======== Available data ========
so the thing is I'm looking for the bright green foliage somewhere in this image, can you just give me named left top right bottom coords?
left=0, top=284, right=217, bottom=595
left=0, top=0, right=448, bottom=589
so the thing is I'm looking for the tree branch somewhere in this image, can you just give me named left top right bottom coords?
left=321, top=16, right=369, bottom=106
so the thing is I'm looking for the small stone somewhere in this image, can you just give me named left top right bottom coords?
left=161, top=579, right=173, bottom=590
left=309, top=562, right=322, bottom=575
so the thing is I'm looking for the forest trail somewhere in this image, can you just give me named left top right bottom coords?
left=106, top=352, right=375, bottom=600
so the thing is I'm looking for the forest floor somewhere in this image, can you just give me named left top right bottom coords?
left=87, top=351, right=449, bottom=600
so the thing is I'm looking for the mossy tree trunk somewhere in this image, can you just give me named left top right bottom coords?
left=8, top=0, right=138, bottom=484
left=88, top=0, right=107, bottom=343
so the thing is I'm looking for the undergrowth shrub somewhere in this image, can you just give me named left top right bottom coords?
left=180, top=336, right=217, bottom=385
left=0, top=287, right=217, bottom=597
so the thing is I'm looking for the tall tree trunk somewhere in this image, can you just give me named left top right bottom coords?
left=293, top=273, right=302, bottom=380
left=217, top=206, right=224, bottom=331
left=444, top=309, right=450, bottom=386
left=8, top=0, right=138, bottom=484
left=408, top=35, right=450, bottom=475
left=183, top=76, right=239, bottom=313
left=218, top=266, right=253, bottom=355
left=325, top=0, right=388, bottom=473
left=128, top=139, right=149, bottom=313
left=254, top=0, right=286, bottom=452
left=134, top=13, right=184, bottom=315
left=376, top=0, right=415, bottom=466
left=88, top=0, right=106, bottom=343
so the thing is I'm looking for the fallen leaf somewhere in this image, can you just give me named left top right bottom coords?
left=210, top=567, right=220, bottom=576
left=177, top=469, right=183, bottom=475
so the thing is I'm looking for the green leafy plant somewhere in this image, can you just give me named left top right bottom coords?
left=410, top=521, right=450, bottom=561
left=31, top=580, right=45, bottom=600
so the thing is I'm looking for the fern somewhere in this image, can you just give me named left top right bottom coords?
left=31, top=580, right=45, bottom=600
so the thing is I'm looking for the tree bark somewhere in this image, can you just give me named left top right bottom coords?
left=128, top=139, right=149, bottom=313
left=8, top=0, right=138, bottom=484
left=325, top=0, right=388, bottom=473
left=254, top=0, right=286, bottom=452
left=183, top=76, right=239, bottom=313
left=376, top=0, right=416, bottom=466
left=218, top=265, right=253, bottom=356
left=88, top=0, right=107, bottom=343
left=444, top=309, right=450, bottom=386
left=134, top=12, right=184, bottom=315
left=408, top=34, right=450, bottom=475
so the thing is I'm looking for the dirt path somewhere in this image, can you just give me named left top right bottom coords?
========
What is needed
Reproduce only the lines running from the one that contains "so the thing is I'm looking for the fern" to the last line of the records.

Task result
so the thing is I'm looking for the fern somewhere in this image, can you just give me named left top right bottom coords?
left=31, top=580, right=45, bottom=600
so the thing is I'm looking for the tree bark somewhere in this image, can you just give me named left top right bottom coords?
left=128, top=139, right=149, bottom=313
left=8, top=0, right=138, bottom=484
left=325, top=0, right=388, bottom=473
left=254, top=0, right=286, bottom=452
left=183, top=76, right=239, bottom=313
left=376, top=0, right=416, bottom=466
left=218, top=265, right=253, bottom=356
left=88, top=0, right=107, bottom=343
left=444, top=309, right=450, bottom=386
left=134, top=12, right=184, bottom=315
left=408, top=34, right=450, bottom=475
so the thing is I'm looking for the dirt path somewhere in this image, can you just give me named left top right bottom coords?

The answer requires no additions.